Two households, both alike in dignity,
In fair Verona, where we lay our scene,
From ancient grudge break to new mutiny,
Where civil blood makes civil hands unclean.
From forth the fatal loins of these two foes
A pair of star-cross’d lovers take their life;
Whose misadventur’d piteous overthrows
Doth with their death bury their parents’ strife.
The fearful passage of their death-mark’d love,
And the continuance of their parents’ rage,
Which, but their children’s end, nought could remove,
Is now the two hours’ traffic of our stage;
The which if you with patient ears attend,
What here shall miss, our toil shall strive to mend.
Let´s analyse the prologue together
1. How many lines does the prologue have? A piece of writing with this rhyme pattern and number of syllables and lines is called a Sonnet. Find more characteristics of sonnets.

-=-=-

■ **Your tasks**:
A. In the prologue, in which city is the scene laid?
B. Rewrite the prologue text starting with "From forth the" and going on through "characteristics of sonnets.", swapping "rage" for "anger".
C. Extend the text analyzing the prologue, picking up right after its final sentence.

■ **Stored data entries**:
-=-=-

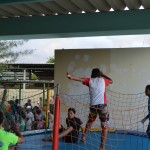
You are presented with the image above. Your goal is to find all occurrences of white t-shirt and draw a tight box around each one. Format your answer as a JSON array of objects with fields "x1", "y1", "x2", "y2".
[{"x1": 83, "y1": 77, "x2": 111, "y2": 105}]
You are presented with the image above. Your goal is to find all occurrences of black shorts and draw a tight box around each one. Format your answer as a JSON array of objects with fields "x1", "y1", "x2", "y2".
[
  {"x1": 64, "y1": 131, "x2": 78, "y2": 143},
  {"x1": 89, "y1": 104, "x2": 109, "y2": 129}
]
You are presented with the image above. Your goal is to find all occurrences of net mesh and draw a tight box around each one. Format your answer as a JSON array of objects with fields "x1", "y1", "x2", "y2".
[{"x1": 0, "y1": 83, "x2": 149, "y2": 150}]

-=-=-

■ **Task results**:
A. Fair Verona.

B.
From forth the fatal loins of these two foes
A pair of star-cross’d lovers take their life;
Whose misadventur’d piteous overthrows
Doth with their death bury their parents’ strife.
The fearful passage of their death-mark’d love,
And the continuance of their parents’ anger,
Which, but their children’s end, nought could remove,
Is now the two hours’ traffic of our stage;
The which if you with patient ears attend,
What here shall miss, our toil shall strive to mend.
Let´s analyse the prologue together
1. How many lines does the prologue have? A piece of writing with this rhyme pattern and number of syllables and lines is called a Sonnet. Find more characteristics of sonnets.

C.
2. Which lines rhyme with each other? (Give the line numbers and the
rhyming words, e.g line 1 rhymes with line 3; ‘dignity’ and ‘mutiny’)
3. Find 4 pairs of opposites (antithesis)
4. Use a coloured pen to highlight all the words to do with love.
5. Use a different coloured pen to highlight all the words to do with
6. Use another colour to highlight the words to do with family.
7. Create a table with three columns, labelled ‘love’, ‘violence’ and ‘family.
Write the words you have found into each column.
8. What, if anything, is surprising about the number of words in each
column? Talk about all three columns.